WORK TO DO: In the material below, copy everything from the line containing "Locate the winter" down to the line containing "left=391, top=338, right=411, bottom=351", substituting "snow boot" for "winter boot" and leaving all else unchanged.

>> START MATERIAL

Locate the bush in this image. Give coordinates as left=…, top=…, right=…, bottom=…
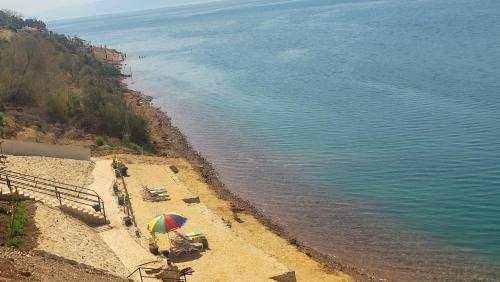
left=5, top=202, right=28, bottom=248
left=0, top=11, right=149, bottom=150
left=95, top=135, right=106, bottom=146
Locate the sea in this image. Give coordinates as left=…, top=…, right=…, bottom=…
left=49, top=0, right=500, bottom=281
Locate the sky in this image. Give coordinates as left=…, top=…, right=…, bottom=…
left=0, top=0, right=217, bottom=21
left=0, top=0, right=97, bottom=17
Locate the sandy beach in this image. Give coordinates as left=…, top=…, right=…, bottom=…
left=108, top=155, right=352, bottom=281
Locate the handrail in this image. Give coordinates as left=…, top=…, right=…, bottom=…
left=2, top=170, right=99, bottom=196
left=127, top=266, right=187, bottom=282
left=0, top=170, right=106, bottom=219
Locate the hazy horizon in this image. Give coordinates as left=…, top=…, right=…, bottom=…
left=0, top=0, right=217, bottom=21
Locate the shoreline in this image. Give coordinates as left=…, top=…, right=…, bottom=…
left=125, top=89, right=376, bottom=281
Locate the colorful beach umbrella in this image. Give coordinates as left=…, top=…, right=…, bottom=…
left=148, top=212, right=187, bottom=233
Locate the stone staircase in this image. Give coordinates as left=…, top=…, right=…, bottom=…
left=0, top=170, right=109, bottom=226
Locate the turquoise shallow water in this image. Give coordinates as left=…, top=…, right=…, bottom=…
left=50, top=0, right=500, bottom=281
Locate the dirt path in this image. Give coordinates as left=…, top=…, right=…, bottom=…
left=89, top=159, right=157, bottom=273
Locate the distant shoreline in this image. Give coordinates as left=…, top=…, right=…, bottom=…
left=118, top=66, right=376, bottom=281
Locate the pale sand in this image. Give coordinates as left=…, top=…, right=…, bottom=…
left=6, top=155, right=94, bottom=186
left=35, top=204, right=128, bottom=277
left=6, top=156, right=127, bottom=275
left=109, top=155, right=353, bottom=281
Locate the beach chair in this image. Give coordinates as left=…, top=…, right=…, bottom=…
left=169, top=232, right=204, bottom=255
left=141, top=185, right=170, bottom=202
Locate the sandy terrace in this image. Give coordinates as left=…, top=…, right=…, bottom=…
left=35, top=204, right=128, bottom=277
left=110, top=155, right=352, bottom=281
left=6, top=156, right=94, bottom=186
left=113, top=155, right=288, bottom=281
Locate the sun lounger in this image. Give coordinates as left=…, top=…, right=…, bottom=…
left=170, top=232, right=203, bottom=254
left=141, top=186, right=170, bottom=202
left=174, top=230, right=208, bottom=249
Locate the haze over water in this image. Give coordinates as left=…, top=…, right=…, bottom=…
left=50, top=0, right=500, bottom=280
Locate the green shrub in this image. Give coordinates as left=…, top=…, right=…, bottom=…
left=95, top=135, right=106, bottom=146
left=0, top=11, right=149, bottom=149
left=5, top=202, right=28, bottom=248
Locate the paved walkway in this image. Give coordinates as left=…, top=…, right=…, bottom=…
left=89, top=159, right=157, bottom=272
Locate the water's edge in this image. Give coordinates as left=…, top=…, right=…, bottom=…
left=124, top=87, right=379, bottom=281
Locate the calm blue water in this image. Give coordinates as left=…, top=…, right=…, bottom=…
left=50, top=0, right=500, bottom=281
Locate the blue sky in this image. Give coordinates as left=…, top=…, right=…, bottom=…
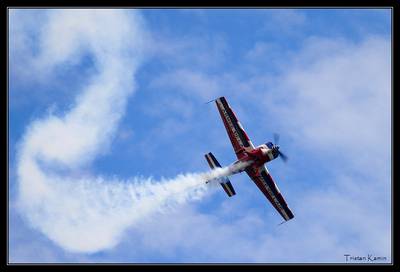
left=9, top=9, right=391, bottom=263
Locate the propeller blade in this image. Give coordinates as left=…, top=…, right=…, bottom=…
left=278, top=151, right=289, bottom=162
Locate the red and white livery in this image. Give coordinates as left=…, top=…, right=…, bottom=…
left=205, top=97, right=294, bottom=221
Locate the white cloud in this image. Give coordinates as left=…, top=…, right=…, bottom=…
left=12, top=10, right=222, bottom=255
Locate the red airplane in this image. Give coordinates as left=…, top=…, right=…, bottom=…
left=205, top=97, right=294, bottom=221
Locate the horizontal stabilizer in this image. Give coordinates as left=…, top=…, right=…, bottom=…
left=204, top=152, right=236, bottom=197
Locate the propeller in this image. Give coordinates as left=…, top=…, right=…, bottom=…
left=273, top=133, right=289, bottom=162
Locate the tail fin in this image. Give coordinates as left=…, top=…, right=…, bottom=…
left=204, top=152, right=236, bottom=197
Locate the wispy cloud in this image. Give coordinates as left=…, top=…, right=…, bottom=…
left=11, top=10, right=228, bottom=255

>> END MATERIAL
>> START MATERIAL

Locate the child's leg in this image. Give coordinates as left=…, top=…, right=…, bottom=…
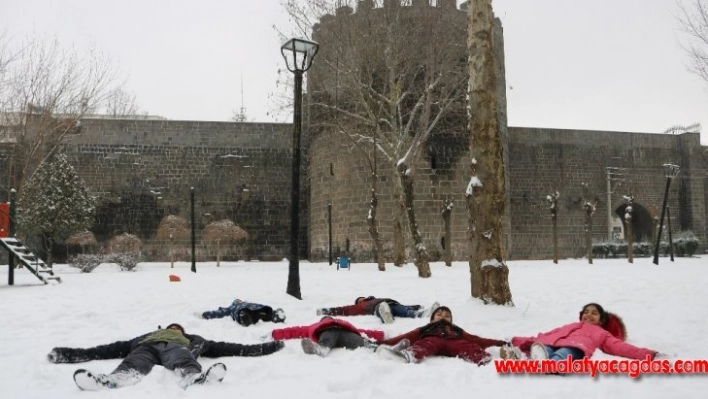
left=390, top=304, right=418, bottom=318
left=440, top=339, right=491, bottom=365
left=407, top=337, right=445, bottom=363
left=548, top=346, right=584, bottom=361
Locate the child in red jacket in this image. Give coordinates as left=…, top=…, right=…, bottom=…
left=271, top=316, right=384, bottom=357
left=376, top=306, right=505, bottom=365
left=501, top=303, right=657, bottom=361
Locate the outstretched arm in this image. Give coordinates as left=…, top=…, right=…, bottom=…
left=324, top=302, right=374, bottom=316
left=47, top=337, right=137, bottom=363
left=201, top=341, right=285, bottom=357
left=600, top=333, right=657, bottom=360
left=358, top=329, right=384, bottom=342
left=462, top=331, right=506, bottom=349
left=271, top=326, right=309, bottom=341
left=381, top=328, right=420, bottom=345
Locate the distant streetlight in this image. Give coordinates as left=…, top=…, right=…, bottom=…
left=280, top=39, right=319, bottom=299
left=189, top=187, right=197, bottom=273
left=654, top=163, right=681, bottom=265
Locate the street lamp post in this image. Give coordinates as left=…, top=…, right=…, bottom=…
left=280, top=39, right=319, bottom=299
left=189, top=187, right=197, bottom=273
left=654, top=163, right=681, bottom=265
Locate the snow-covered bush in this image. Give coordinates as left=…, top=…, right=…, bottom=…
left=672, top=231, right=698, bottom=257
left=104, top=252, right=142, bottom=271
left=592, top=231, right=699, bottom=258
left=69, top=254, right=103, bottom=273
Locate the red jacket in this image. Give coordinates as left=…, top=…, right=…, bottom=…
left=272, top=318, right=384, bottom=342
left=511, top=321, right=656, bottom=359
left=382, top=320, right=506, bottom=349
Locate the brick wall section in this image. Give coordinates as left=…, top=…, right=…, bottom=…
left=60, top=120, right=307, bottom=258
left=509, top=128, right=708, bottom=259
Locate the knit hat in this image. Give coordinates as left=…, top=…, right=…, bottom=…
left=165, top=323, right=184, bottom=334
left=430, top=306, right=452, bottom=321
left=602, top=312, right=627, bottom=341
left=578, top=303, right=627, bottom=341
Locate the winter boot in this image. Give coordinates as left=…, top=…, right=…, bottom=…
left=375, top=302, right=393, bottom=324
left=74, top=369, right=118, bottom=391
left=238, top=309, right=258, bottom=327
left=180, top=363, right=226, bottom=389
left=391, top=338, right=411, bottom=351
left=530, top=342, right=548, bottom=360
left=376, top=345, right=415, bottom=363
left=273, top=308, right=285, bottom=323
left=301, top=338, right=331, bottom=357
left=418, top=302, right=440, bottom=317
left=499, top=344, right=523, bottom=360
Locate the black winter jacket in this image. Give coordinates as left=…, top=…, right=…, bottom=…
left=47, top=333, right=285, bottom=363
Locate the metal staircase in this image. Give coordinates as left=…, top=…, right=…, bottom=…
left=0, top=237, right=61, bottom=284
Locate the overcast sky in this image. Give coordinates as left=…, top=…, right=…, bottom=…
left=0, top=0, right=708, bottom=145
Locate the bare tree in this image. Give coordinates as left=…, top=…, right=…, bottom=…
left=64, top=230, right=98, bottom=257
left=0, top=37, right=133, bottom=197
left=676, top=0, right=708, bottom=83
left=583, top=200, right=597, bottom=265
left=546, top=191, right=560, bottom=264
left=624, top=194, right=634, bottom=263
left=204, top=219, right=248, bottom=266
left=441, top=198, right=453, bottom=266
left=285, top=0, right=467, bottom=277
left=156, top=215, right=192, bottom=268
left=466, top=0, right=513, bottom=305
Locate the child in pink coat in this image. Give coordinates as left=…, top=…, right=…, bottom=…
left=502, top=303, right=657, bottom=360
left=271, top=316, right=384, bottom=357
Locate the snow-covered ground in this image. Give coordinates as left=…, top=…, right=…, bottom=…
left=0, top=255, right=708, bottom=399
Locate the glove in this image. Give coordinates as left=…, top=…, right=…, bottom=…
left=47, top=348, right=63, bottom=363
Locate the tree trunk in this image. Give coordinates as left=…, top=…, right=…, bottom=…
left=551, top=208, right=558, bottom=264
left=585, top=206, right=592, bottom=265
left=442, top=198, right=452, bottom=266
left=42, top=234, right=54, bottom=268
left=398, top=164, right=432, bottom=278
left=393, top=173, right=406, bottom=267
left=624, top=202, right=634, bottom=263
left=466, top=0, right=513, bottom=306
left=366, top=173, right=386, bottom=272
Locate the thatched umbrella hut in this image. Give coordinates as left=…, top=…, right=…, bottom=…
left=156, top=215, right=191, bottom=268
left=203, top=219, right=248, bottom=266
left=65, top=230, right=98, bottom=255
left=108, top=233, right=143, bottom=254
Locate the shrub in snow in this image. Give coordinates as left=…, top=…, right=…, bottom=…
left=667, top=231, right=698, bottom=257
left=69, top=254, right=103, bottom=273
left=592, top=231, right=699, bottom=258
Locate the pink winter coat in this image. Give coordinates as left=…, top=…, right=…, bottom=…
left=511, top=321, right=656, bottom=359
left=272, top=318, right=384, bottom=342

>> END MATERIAL
>> START MATERIAL

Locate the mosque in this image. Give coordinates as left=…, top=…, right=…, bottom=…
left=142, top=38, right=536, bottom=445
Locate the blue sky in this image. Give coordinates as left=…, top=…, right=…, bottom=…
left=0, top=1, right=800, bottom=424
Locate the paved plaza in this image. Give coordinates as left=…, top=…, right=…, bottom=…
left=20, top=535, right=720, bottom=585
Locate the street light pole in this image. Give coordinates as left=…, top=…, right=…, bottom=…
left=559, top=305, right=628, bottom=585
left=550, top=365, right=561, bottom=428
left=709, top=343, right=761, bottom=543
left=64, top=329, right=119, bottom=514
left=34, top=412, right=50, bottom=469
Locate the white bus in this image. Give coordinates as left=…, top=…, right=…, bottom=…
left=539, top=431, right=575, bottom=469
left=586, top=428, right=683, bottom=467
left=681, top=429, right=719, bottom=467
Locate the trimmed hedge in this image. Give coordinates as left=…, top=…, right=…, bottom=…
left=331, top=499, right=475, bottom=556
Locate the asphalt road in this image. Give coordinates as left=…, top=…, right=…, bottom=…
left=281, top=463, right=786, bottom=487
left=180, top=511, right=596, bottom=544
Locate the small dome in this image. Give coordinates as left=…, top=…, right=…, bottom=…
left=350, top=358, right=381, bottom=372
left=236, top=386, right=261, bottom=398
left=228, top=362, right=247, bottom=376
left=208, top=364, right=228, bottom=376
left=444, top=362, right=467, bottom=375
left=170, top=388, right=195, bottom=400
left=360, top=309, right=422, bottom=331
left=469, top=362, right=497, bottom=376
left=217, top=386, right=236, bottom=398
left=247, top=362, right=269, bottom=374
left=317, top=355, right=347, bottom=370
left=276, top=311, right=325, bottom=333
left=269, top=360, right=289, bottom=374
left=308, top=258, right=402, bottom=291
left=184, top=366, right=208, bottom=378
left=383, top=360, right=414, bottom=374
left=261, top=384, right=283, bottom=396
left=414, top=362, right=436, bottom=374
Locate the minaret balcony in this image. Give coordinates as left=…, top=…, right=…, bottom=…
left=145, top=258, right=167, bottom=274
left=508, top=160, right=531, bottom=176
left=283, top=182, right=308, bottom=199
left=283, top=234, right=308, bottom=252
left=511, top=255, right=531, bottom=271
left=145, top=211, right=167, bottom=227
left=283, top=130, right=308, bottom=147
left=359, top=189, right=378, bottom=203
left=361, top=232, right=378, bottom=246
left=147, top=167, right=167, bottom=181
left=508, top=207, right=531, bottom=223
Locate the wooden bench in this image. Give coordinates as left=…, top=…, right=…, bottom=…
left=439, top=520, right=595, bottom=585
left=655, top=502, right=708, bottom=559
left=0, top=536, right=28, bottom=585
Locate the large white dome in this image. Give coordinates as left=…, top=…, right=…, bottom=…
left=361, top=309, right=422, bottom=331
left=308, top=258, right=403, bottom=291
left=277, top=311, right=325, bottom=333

>> END MATERIAL

SOLUTION TO THE EXERCISE:
Locate the snow boot in this image. Give coordinates as left=…, top=…, right=…, bottom=…
left=375, top=302, right=393, bottom=324
left=74, top=369, right=118, bottom=391
left=238, top=309, right=258, bottom=327
left=180, top=363, right=226, bottom=389
left=391, top=338, right=411, bottom=351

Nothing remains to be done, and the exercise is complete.